■ Data lines
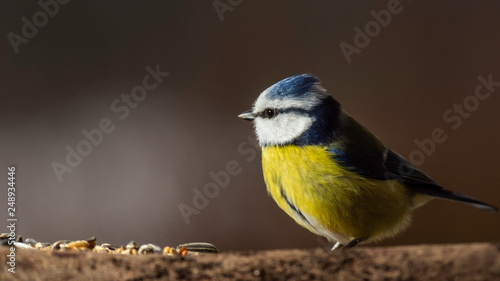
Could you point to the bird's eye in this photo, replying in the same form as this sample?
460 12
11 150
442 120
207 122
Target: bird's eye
269 112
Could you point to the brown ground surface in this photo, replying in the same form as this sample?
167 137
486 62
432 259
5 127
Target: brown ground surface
423 262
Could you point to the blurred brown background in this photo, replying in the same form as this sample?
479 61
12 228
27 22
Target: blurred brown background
66 77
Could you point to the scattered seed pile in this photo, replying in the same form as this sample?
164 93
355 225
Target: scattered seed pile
132 248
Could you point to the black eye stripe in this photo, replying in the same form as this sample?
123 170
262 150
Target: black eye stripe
284 110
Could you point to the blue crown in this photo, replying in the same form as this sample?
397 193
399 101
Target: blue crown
294 86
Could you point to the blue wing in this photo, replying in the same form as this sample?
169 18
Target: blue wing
358 150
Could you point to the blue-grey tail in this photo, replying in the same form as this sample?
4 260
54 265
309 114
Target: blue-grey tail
455 196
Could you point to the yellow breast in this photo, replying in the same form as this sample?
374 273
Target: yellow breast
330 200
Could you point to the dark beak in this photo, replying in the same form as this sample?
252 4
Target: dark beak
247 115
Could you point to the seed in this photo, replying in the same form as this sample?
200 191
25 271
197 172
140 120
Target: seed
30 241
41 245
132 245
199 247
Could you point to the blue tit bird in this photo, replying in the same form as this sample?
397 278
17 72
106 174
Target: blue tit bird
332 175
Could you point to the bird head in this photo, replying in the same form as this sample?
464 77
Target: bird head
296 110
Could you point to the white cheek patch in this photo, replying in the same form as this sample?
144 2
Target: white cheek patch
282 129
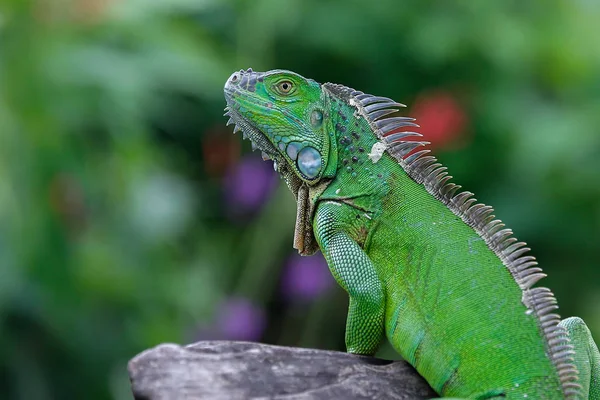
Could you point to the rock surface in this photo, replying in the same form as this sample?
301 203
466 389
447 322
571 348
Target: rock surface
240 370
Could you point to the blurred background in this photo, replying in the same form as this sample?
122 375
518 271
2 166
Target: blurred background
130 215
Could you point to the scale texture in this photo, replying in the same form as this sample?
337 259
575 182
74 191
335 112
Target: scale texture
423 263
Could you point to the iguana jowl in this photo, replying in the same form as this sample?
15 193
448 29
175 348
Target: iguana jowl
422 262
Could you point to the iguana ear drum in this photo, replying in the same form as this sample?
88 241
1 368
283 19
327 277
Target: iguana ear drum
309 162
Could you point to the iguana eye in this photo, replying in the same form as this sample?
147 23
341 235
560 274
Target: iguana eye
285 87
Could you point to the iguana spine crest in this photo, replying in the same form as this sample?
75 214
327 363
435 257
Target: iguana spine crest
425 170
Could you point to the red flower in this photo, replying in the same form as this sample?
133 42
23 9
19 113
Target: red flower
441 117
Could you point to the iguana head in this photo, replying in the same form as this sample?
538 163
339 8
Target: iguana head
286 117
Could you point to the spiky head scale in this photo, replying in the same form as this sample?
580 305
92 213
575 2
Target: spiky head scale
285 116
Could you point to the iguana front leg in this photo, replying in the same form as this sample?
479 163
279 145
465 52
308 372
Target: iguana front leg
587 356
353 270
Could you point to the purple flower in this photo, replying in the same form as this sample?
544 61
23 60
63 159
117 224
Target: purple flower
306 277
239 319
248 185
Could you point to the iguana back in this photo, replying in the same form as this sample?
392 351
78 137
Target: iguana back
422 263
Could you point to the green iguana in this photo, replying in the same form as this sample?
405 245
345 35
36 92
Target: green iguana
423 264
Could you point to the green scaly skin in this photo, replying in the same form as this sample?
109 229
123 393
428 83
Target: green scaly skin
423 264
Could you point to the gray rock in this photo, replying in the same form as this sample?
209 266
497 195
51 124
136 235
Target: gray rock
240 370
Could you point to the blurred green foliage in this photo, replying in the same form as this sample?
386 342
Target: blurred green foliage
120 227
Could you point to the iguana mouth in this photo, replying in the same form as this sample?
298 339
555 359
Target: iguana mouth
257 138
249 131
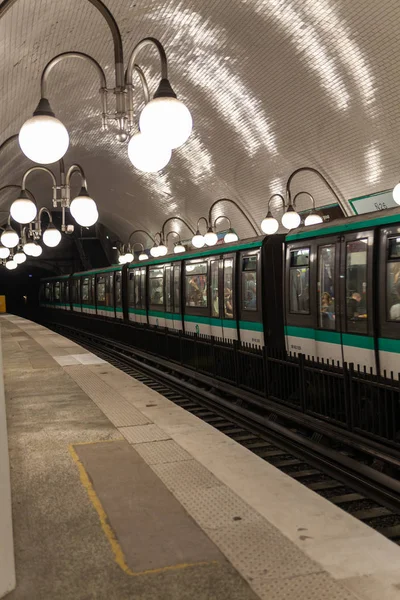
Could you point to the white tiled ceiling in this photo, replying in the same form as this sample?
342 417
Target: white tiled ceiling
272 85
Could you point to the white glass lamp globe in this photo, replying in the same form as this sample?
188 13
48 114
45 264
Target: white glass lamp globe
11 265
198 240
210 238
147 154
23 210
396 193
84 210
269 225
19 258
4 252
313 219
162 250
51 237
167 120
9 238
128 257
230 236
291 219
29 248
43 139
36 250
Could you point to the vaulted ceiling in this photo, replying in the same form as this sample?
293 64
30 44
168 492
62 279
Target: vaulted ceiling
272 85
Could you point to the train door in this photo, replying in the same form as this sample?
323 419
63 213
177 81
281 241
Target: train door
300 303
229 321
118 295
156 296
178 325
356 299
388 298
216 294
249 311
197 309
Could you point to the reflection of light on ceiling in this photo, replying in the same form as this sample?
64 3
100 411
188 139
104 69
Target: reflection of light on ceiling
197 157
228 94
373 163
309 43
326 19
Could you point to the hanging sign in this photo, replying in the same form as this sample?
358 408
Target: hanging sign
373 202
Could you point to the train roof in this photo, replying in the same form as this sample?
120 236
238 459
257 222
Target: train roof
384 217
203 252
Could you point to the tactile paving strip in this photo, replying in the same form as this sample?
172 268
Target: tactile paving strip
165 451
143 433
317 586
114 406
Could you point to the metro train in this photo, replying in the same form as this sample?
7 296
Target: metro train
330 291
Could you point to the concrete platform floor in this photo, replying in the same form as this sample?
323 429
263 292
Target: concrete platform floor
77 504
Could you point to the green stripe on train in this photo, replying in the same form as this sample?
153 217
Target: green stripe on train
349 339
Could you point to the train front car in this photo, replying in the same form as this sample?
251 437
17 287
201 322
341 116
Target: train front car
342 291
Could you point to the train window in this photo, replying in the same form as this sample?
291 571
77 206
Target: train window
196 285
101 289
177 288
249 283
214 288
228 288
299 281
326 287
393 280
168 292
156 285
356 286
85 290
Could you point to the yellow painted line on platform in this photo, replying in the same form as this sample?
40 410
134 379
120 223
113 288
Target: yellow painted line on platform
106 527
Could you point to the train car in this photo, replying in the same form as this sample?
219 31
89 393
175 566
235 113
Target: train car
342 284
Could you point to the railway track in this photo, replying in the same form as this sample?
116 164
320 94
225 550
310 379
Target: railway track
339 474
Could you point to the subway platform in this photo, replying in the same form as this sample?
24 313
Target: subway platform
120 494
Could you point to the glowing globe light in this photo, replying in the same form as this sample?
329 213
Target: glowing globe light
11 265
198 240
230 236
147 154
269 225
313 219
43 138
396 193
167 120
9 238
210 238
19 258
162 250
291 219
29 248
4 252
51 237
128 257
36 250
23 210
84 210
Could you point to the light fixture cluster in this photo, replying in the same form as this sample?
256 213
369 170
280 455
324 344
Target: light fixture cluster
165 123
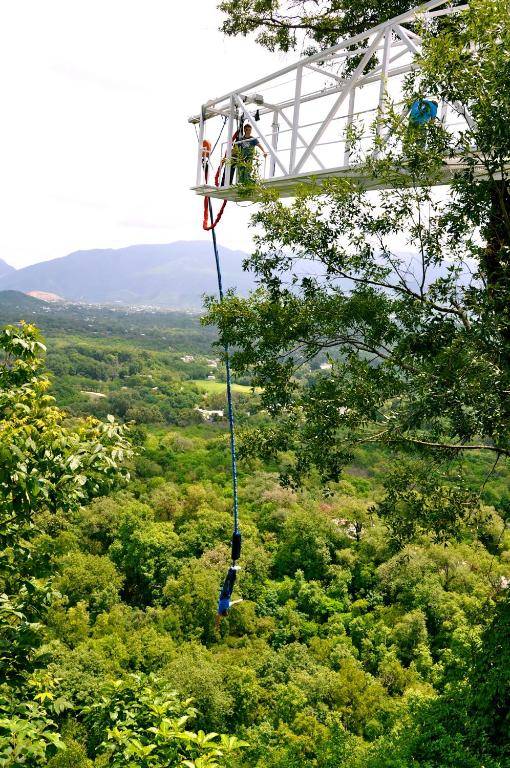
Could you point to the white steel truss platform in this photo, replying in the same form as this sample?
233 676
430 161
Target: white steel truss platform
302 114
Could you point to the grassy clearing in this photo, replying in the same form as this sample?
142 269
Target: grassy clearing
215 387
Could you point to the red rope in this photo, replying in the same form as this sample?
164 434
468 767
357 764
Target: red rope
205 222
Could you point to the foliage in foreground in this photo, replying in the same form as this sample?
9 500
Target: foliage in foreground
349 649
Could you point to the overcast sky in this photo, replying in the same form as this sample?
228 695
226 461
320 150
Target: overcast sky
95 147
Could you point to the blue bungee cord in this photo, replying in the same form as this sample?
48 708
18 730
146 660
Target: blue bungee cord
225 601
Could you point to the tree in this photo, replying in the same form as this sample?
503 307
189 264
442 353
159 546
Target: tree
283 24
418 341
47 465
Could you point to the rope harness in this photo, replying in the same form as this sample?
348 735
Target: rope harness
209 224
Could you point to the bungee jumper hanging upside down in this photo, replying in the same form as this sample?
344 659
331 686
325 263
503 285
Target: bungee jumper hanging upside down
225 601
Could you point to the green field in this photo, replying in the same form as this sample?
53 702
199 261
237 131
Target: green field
217 387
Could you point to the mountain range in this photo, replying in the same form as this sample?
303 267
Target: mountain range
172 276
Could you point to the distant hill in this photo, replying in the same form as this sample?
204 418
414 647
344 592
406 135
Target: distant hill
20 301
173 276
5 268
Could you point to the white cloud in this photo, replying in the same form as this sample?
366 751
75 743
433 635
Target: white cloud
95 147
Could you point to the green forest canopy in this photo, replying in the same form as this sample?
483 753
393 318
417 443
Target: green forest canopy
374 627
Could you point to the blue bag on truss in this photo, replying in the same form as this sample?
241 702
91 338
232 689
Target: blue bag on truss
422 111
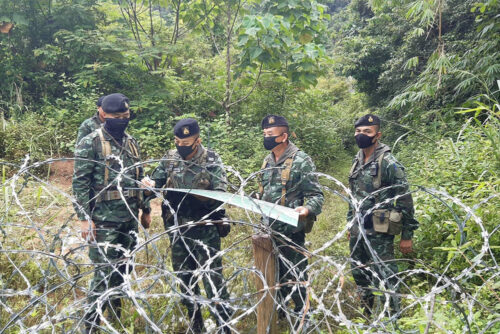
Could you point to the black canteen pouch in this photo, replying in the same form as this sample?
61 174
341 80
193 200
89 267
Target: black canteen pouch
222 227
387 221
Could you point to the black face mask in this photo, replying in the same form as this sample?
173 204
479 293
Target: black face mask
270 142
364 141
116 127
184 151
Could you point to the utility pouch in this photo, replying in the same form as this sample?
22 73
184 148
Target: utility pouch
381 220
309 223
395 224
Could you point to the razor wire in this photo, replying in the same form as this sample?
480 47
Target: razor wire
45 269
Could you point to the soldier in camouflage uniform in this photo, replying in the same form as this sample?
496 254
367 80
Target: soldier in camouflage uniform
192 166
91 124
384 205
108 216
302 192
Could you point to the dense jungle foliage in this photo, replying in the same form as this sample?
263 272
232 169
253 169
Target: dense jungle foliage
429 68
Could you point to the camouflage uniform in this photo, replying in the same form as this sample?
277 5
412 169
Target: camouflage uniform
193 246
88 126
115 220
361 182
302 189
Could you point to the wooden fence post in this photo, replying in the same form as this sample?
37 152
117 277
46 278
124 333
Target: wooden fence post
265 262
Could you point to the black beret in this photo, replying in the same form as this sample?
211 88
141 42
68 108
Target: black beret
115 103
367 120
186 127
99 101
271 121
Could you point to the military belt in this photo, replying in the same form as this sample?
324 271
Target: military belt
110 195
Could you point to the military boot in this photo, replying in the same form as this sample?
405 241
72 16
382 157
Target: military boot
197 325
367 303
115 309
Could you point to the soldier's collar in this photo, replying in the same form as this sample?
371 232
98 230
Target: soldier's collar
290 150
199 153
380 149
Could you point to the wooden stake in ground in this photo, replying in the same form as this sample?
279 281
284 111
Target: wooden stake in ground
266 264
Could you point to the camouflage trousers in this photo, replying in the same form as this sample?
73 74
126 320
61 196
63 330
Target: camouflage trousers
383 265
292 269
107 256
192 251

■ Aim of the task
Render the part that opens with the line containing "Could you point to the camouflage uniform" and runs through the last line as a Markdown table with two columns, Row and Line, numbering each row and leaving out any blank lines.

■ Result of the exercise
| Row | Line |
|---|---|
| 1 | Could you point to the camouflage uniform in this photo, replying in the same form as this sample? |
| 2 | 277 5 |
| 3 | 412 169 |
| 4 | Target: camouflage uniform |
| 5 | 193 246 |
| 6 | 88 126 |
| 7 | 115 220 |
| 8 | 361 182 |
| 9 | 302 189 |
| 10 | Could you point to the wooden fence post in this photo, replying in the same form as this sample? |
| 11 | 37 152 |
| 12 | 117 277 |
| 13 | 46 278 |
| 14 | 124 333 |
| 15 | Target: wooden fence post |
| 16 | 265 262 |
| 17 | Could you point to the black beret in this photo, replying in the same form as this sample? |
| 18 | 211 88 |
| 19 | 141 42 |
| 20 | 68 108 |
| 21 | Target: black beret |
| 22 | 115 103 |
| 23 | 367 120 |
| 24 | 186 127 |
| 25 | 99 101 |
| 26 | 271 121 |
| 27 | Could you point to the military belt in this photo, replying in the same form as this sample? |
| 28 | 324 271 |
| 29 | Target: military belt |
| 30 | 110 195 |
| 31 | Could you point to the military boot in this photo, replying in the same form as this sample? |
| 32 | 405 241 |
| 33 | 72 16 |
| 34 | 382 157 |
| 35 | Target: military boot |
| 36 | 197 325 |
| 37 | 367 303 |
| 38 | 115 309 |
| 39 | Could you point to the soldier's collar in this photo, replying in the same form as this sample? |
| 40 | 371 232 |
| 41 | 98 230 |
| 42 | Target: soldier's collar |
| 43 | 290 150 |
| 44 | 199 153 |
| 45 | 380 149 |
| 46 | Could you point to the wooden stake in ground in this photo, replying in the same form as this sample? |
| 47 | 279 281 |
| 48 | 284 111 |
| 49 | Target: wooden stake in ground |
| 50 | 266 264 |
| 51 | Could you point to the camouflage trousers in this photo, replying in the same form as this sample? |
| 52 | 73 74 |
| 53 | 126 320 |
| 54 | 61 196 |
| 55 | 63 330 |
| 56 | Target: camouflage trousers |
| 57 | 383 265 |
| 58 | 292 269 |
| 59 | 107 256 |
| 60 | 192 251 |